--- Data lines ---

* * * * *

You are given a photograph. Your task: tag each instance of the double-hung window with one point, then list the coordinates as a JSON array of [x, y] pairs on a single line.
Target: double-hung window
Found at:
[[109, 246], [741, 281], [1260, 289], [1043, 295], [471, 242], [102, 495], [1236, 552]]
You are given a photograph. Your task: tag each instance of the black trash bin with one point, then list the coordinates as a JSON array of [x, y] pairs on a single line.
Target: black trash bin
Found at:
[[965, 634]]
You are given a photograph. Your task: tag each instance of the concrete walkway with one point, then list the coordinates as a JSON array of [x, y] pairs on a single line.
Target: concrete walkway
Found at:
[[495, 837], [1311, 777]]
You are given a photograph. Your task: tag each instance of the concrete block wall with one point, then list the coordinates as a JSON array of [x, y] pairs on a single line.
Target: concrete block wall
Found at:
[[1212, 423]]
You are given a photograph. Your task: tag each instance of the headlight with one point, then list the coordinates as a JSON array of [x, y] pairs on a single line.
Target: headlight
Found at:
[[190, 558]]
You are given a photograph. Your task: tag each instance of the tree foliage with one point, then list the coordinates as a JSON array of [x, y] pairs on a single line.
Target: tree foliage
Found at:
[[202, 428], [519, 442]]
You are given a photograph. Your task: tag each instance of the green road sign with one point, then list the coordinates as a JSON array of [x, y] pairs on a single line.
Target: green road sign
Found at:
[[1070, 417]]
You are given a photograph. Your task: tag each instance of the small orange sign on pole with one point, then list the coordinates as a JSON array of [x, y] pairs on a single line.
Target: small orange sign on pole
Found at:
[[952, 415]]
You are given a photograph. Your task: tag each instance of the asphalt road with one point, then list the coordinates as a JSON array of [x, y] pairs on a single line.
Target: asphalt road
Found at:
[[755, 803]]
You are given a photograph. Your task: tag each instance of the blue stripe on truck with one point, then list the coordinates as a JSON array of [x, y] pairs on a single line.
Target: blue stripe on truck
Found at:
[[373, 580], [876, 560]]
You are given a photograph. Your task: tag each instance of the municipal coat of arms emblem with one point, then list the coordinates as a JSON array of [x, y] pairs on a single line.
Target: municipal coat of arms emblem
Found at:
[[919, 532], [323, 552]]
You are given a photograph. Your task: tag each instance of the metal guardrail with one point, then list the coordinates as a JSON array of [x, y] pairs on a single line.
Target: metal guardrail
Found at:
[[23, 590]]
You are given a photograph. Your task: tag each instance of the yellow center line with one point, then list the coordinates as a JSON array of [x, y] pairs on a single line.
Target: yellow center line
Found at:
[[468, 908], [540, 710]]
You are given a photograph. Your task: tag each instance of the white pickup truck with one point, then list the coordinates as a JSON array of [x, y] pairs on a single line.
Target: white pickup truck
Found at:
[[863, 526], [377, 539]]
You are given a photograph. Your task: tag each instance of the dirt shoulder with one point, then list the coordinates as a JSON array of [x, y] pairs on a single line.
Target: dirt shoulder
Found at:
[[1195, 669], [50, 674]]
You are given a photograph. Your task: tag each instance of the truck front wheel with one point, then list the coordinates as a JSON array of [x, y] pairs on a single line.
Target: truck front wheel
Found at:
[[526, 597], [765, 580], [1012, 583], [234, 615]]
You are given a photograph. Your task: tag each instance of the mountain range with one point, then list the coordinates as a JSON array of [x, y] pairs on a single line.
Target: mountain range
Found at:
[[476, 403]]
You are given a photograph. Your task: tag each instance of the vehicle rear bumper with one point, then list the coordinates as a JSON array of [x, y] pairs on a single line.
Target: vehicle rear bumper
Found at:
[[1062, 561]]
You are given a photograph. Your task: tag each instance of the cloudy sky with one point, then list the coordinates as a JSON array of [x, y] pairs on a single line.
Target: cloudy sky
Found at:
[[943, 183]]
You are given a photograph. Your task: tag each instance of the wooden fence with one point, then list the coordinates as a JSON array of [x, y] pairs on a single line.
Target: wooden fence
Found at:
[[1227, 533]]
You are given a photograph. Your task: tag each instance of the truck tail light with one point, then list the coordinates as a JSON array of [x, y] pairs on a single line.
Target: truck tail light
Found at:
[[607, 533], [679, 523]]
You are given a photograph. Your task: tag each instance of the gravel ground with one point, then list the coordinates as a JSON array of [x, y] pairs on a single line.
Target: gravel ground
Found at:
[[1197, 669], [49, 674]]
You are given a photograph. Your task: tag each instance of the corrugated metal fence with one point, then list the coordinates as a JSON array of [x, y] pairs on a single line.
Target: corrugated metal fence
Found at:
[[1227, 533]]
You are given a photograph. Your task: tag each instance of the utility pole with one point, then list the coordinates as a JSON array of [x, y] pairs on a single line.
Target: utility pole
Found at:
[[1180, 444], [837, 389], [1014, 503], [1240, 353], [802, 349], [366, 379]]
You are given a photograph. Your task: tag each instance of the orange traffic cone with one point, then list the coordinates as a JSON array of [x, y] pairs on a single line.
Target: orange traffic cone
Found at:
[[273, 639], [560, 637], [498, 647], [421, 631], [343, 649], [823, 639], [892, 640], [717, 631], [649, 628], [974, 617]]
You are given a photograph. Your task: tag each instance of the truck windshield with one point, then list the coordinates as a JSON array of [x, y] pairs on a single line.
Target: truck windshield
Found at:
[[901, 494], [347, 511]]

* * * * *

--- WHAT THIS TASK INVOLVES ---
Please copy the listing above word for word, starting with the line that contains "of the green" and continuing through the line that contains "[[919, 532], [323, 552]]".

--- EXERCISE RESPONSE ---
You are given a photograph. Your task: tag each instance of the green road sign with one point, then list the coordinates as a JSON array of [x, y] pairs on a single line.
Target: green road sign
Found at:
[[1070, 417]]
You are given a photograph. Your task: tag each instance of the small orange sign on pole with one point, then list the coordinates as a JSON array of [x, y] pairs on a single line.
Target: small orange sign on pole
Found at:
[[952, 415]]
You are given a photograph. Your task: tag each instance of the asphalt road with one point, then list the coordinates as a JSON array of [x, y] pairs on a single line.
Target: asphalt road
Found at:
[[755, 803]]
You are given a photograph. Your task: tag each instance of the blue stripe on truck with one point, then list the coordinates as a JSON array of [x, y] pairs on a single line.
Target: blue stripe on truck
Found at:
[[373, 580], [876, 560]]
You are given a photograph. Your task: tag each instance of the municipal coat of arms emblem with one point, then list the coordinates as a JSON array of [x, y] pairs on a single line.
Target: municipal coat of arms emblem
Found at:
[[919, 532], [323, 552]]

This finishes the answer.